[SUPPLIED PASSAGE]
WOI-FM
- Ames, Iowa; United States;
- Broadcast area: Des Moines Central Iowa
- Frequency: 90.1 MHz (HD Radio)
- Branding: IPR News and Studio One

Programming
- Format: News; adult alternative
- Subchannels: HD2: KSUI simulcast (Classical music)
- Affiliations: NPR, American Public Media

Ownership
- Owner: Iowa Public Radio, Inc.
- Sister stations: WOI (AM)

History
- First air date: December 1, 1949
- Call sign meaning: from sister station WOI

Technical information
- Licensing authority: FCC
- Facility ID: 29118
- Class: C
- ERP: 100,000 watts
- HAAT: 454 meters (1,490 ft)
- Transmitter coordinates: 41°48′32.9″N 93°36′53.7″W﻿ / ﻿41.809139°N 93.614917°W
- Translator: HD2: 104.7 K284CN (Ames)

Links
- Public license information: Public file; LMS;
- Webcast: Listen live
- Website: iowapublicradio.org

= WOI-FM =

Iowa Public Radio flagship station in Ames, Iowa, United States

WOI-FM (90.1 FM) is a radio station licensed to Ames, Iowa, serving the greater Ames/Des Moines area. The station is owned by Iowa Public Radio. WOI-FM carries IPR's "News and Studio One" service—a mix of National Public Radio news programming and adult alternative music.

[RECORDS]
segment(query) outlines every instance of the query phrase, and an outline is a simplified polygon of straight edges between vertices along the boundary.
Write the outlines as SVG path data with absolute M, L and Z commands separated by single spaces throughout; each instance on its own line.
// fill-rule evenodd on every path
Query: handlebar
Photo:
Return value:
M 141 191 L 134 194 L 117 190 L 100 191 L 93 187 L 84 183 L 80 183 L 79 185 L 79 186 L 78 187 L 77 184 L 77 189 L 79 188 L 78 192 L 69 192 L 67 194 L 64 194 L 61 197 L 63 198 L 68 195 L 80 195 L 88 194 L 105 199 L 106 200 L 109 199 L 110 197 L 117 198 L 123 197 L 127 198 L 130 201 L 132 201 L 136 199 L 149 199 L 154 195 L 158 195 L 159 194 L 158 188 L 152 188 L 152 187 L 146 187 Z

[WHAT TO DO]
A - From the WOI-FM page, reproduce the passage starting with "Technical information" and going on through "104.7 K284CN (Ames)", word for word.
B - What first air date does the WOI-FM page give for the station?

[COMPLETE ANSWERS]
A -
Technical information
- Licensing authority: FCC
- Facility ID: 29118
- Class: C
- ERP: 100,000 watts
- HAAT: 454 meters (1,490 ft)
- Transmitter coordinates: 41°48′32.9″N 93°36′53.7″W﻿ / ﻿41.809139°N 93.614917°W
- Translator: HD2: 104.7 K284CN (Ames)

B - December 1, 1949